-------- PROVIDED TEXT
Australian author Josephine Moon has written a wonderful book that touched me on many levels. 
  • It is set on the Sunshine coast of Queensland and it was evocative of all that is beautiful there. While I have only visited  for a short few days, this book brought it all back to me. The flora and fauna, the coast. It breathes Australia.
  • I loved all the characters. They are varied yet all dealing with very human challenges and life events. There are a number of secrets, family not speaking to each other for years, marital disagreement and disappointment. There are some who want to change their path.
  • One aspect of this book (gently related) is about the abuse of certain supposed men of God and the abuse and cover up in the Catholic church. It was really well done, and the aspect of secrecy well explored. While I personally have never come up against this, I know it has gone on in many parts of the world. Not just in the church of course.
  • In the book one character makes a decision about his participation in the church and I liked that. While the wife is very miffed to put it mildly I liked the stand he took. In fact I loved this aspect of the book from the very dedication…                                                                                        For my sister Amanda, who in 1981 was adamant she would wear a lolly-pink dress to her first Holy Communion, rather than a white dress, thereby forever being the pink sheep in the formal group photo. I so love her individual spirit.
  •  Maria one of, if not the main character, is a strong and dedicated woman. A nun for many years, she has left her order and she now runs a business that keeps an orphanage in Cambodia running. Throughout the story her past is told – mainly to Tansy her niece, who finds her and wants to reconnect her with the family. And what a story!
  • As I was brought up in the Catholic church I identified with so much in this book and really liked the firm but respectful tone that the author takes in relation to it. It is balanced, positive, yet recognises some of it needs change. Not least in attitude – and to Finlay I say “I salute you”. Such courage of conviction.
  • Bees. I loved all the bee facts, they weren’t boring, they were informative and heartwarming. I already liked them, have lavender planted all about my place for them, but in this story I found them so delightful as well. There final salute had me swallowing hard.
  • I loved Tansy – she was determined to bring her family back together, had challenges to face and was a good friend and step mother. Look – I totally felt for 99% of the characters. You can guess the 1% I didn’t!
I could go on and on. I know this book is published in Australia, the UK and NZ, but I am not sure about elsewhere. A pity if its not, it should be.

And I highly recommend Deborah’s review of The Beekeeper’s Secret. You were right Deb it is my kinda book.
----------------
-------- DATA RECORDS
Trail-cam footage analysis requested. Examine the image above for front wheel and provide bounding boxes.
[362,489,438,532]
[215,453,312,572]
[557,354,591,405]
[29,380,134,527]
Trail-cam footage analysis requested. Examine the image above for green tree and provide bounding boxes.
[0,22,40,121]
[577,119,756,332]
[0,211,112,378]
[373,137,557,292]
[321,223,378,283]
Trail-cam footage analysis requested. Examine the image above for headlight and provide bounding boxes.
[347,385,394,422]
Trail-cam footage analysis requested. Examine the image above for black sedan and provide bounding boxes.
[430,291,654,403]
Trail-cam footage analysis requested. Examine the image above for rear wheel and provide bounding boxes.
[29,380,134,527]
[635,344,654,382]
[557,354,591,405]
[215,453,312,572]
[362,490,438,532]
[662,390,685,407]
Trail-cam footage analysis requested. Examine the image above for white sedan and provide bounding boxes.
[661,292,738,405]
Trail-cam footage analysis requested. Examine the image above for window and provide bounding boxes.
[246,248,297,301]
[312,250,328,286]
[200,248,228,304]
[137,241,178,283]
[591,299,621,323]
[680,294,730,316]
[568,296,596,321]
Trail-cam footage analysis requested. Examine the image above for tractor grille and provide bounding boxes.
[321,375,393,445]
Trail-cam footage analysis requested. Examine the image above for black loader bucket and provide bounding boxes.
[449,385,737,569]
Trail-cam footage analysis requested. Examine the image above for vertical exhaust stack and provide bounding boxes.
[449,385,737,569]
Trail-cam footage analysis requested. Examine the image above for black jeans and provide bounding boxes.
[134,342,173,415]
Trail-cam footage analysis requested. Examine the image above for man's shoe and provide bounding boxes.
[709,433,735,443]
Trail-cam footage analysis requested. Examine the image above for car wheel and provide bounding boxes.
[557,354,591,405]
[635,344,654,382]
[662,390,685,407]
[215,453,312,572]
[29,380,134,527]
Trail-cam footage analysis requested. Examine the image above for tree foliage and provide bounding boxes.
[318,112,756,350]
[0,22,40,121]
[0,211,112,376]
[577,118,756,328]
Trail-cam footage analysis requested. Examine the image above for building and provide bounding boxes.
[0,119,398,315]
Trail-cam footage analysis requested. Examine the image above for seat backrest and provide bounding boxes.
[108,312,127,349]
----------------
» ACTIVITIES
[A] Which countries does the book review say the novel is published in?
[B] In the book review, what does Maria's business do?
Answer from the book review alone.

» TASK RESPONSES
[A] Australia, the UK and NZ

[B] It keeps an orphanage in Cambodia running.